• **EXERCISE PROMPT**:
Tally the lines of the material below that contain the string "purple", with case counting, and give only that number.

>>>

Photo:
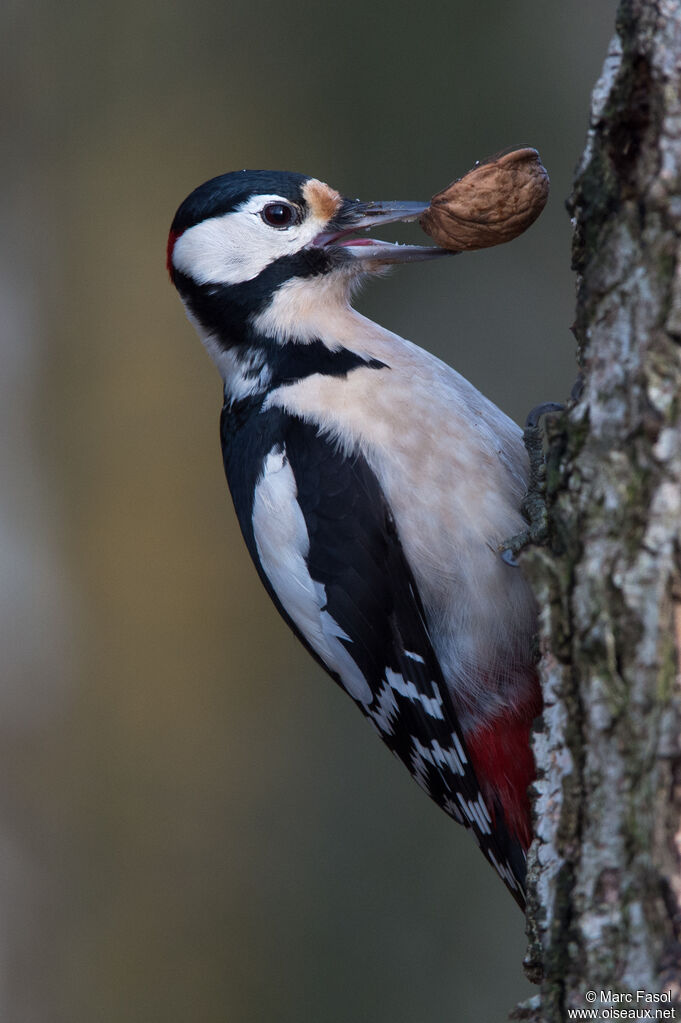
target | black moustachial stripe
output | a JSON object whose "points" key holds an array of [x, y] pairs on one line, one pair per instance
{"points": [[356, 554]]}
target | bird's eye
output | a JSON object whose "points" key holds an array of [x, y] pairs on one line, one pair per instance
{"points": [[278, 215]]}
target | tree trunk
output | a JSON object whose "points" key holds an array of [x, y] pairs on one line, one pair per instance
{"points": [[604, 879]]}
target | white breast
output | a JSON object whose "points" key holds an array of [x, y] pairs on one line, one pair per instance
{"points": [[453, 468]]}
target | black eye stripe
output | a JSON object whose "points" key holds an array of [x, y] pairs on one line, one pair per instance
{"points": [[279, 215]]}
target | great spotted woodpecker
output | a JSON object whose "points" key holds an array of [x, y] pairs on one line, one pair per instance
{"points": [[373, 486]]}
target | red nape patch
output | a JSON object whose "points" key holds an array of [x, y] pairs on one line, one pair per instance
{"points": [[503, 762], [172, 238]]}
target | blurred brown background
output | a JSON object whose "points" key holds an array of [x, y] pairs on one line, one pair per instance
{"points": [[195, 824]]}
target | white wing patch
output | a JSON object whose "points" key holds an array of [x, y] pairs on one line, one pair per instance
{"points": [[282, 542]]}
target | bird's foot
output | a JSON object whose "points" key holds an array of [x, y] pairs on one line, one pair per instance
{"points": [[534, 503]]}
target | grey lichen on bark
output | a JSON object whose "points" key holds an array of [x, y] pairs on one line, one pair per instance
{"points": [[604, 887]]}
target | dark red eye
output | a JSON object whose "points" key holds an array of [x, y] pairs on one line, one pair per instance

<<<
>>>

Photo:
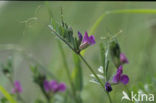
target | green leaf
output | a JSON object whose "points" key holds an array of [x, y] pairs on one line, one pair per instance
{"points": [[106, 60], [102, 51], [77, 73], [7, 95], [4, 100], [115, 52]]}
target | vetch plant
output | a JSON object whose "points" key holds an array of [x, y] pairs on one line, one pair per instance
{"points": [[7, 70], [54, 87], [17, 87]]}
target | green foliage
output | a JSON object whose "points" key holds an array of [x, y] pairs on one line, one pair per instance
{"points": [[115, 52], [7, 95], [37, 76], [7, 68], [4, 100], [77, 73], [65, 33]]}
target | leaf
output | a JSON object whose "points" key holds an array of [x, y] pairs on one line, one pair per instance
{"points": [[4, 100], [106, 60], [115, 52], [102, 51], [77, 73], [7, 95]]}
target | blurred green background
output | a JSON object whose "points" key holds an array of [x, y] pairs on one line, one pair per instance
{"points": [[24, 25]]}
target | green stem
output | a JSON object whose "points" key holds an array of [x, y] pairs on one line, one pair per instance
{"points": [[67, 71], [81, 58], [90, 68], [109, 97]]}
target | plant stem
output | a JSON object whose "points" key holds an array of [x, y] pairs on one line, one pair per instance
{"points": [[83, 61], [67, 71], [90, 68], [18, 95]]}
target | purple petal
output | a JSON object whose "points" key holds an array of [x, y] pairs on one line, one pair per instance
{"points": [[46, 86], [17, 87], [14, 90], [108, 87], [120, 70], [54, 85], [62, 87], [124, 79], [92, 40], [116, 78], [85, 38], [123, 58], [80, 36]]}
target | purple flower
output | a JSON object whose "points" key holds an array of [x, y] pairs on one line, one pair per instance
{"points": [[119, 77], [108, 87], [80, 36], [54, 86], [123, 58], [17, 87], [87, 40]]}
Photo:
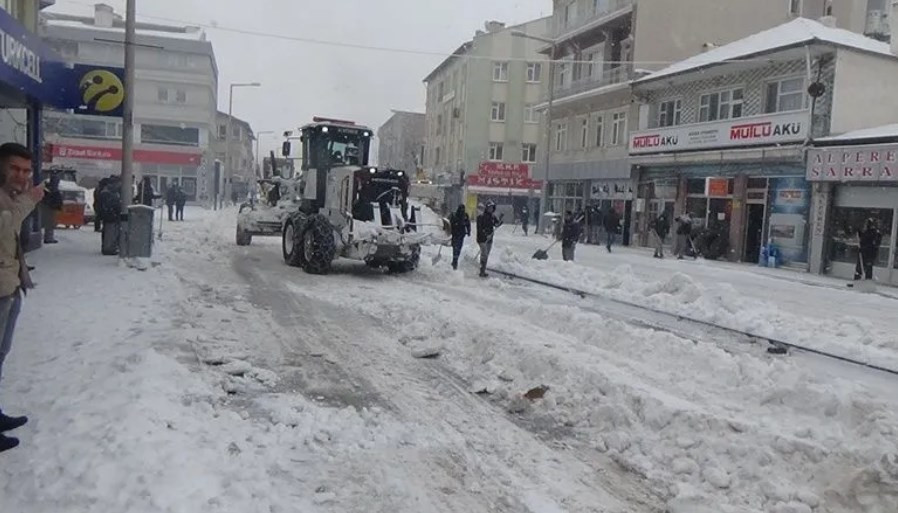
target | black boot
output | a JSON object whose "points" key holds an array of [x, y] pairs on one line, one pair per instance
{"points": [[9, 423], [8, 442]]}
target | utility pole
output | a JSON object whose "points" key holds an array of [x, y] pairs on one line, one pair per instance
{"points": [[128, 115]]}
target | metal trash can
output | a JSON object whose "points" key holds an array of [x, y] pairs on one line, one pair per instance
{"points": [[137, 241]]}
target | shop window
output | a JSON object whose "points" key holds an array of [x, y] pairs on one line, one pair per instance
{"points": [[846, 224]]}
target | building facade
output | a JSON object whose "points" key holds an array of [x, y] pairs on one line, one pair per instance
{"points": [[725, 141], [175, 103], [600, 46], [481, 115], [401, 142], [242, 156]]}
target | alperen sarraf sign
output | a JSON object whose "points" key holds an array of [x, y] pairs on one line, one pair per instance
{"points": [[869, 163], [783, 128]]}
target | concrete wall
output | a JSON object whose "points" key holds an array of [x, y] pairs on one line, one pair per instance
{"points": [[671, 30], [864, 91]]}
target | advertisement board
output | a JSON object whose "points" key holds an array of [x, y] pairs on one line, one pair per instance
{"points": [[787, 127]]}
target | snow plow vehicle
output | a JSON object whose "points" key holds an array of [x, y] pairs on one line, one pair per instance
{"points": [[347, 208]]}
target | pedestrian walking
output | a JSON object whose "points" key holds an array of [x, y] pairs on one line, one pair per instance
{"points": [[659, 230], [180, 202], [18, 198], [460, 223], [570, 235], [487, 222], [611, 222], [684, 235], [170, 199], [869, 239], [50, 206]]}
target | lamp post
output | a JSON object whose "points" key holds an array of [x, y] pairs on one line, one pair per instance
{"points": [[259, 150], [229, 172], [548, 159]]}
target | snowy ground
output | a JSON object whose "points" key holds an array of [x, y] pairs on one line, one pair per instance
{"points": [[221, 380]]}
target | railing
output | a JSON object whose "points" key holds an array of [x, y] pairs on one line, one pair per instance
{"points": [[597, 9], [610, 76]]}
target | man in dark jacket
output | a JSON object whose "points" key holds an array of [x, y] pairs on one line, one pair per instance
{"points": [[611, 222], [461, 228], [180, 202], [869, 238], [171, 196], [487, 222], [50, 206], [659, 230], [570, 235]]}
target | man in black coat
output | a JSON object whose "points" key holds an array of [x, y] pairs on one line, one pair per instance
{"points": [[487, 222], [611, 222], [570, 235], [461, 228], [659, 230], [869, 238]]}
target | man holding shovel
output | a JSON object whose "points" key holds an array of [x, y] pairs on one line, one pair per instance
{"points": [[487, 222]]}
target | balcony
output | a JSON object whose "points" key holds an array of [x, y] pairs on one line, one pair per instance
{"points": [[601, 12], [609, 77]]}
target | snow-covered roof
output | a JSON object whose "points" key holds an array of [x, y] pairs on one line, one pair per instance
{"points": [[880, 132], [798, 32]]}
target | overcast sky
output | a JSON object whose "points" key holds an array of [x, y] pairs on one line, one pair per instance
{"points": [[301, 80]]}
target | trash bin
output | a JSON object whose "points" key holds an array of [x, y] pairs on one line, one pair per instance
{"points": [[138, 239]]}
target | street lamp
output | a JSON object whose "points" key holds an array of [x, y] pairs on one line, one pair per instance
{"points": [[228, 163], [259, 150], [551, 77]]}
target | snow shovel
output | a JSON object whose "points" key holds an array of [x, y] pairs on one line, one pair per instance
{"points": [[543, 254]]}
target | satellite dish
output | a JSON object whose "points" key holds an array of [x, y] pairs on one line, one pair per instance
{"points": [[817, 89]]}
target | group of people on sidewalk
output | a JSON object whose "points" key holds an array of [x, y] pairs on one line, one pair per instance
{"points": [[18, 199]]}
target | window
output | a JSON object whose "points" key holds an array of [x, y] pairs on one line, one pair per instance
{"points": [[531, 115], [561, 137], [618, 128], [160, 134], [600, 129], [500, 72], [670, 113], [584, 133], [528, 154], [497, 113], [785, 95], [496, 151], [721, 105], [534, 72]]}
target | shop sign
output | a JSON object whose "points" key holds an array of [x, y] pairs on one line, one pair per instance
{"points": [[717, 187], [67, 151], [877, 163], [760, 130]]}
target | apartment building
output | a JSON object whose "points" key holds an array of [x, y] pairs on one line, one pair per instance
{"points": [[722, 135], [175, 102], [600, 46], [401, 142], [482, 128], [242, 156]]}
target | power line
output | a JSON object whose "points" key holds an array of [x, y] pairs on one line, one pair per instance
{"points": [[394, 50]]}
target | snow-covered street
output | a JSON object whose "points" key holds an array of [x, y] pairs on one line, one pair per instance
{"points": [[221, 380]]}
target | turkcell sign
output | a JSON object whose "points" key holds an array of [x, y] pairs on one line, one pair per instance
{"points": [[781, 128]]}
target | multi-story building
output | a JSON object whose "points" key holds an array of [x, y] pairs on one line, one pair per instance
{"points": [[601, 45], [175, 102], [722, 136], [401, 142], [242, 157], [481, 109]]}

<<<

• **TASK ANSWER**:
2